Text excerpt
The letter was also signed by U.S. Senators Mike Crapo (R-Idaho), Jim Risch (R-Idaho), Joe Manchin (D-W.Va.), Shelley Moore Capito (R-W.Va.), Mike Rounds (R-S.D.) and U.S. Representative Alex Mooney (WV-02).

Full text of the letter is below and available here.

April 13, 2018

Lieutenant General Timothy J. Kadavy
Director, Army National Guard
National Guard Bureau
111 S. George Mason Drive
Arlington, VA 22204

Dear LTG Kadavy,

We write to respectfully request your support for the Military Funeral Honors (MFH) program and coordinator resourcing in each state National Guard. As you consider proper resourcing to administer the MFH program, we believe that each state National Guard must be allocated at least one MFH coordinator and states with increased workload should receive additional resources as the National Guard Bureau (NGB) determines appropriate.

Collected data
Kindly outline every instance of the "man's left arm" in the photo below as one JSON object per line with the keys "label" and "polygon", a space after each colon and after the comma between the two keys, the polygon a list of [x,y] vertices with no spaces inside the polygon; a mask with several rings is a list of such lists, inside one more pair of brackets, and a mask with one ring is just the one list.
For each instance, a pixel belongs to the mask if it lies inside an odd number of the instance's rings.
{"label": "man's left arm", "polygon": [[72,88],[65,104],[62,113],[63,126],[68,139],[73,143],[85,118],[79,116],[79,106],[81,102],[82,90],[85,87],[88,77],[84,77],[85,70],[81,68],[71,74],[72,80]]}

Problems to work on
- 1) In the letter about Military Funeral Honors, how many MFH coordinators do the signers say each state National Guard must be allocated at a minimum?
- 2) Continue the letter on Military Funeral Honors from the point where it stops.

Answers provided
- 1) At least one.

- 2)
Providing professional military funeral honors to our veterans is a service tradition that demonstrates our nation’s gratitude to those who have faithfully defended and protected our country. These ceremonial honors demonstrate our nation’s respect to each veteran’s next of kin and surviving loved ones during their tremendous time of loss. MFH coordinators are critical to the proper rendering of honors to our veterans and their families. While their primary responsibility is to determine the eligibility and appropriate honors for the deceased veteran for their service, their responsibilities are far more encompassing as the face and primary point of contact for the Department’s MFH program. To accurately characterize the functions of the MFH coordinator, we urge you to consider the full breadth of their responsibilities including: training service members who perform the military funeral honors; the coordination with Veterans Service Organizations (VSO) and units within the state that are key partners in performing MFHs; and providing immediate attention (24/7/365) to families in need of assistance, referrals and follow-up services regarding a variety of family-related issues and benefits.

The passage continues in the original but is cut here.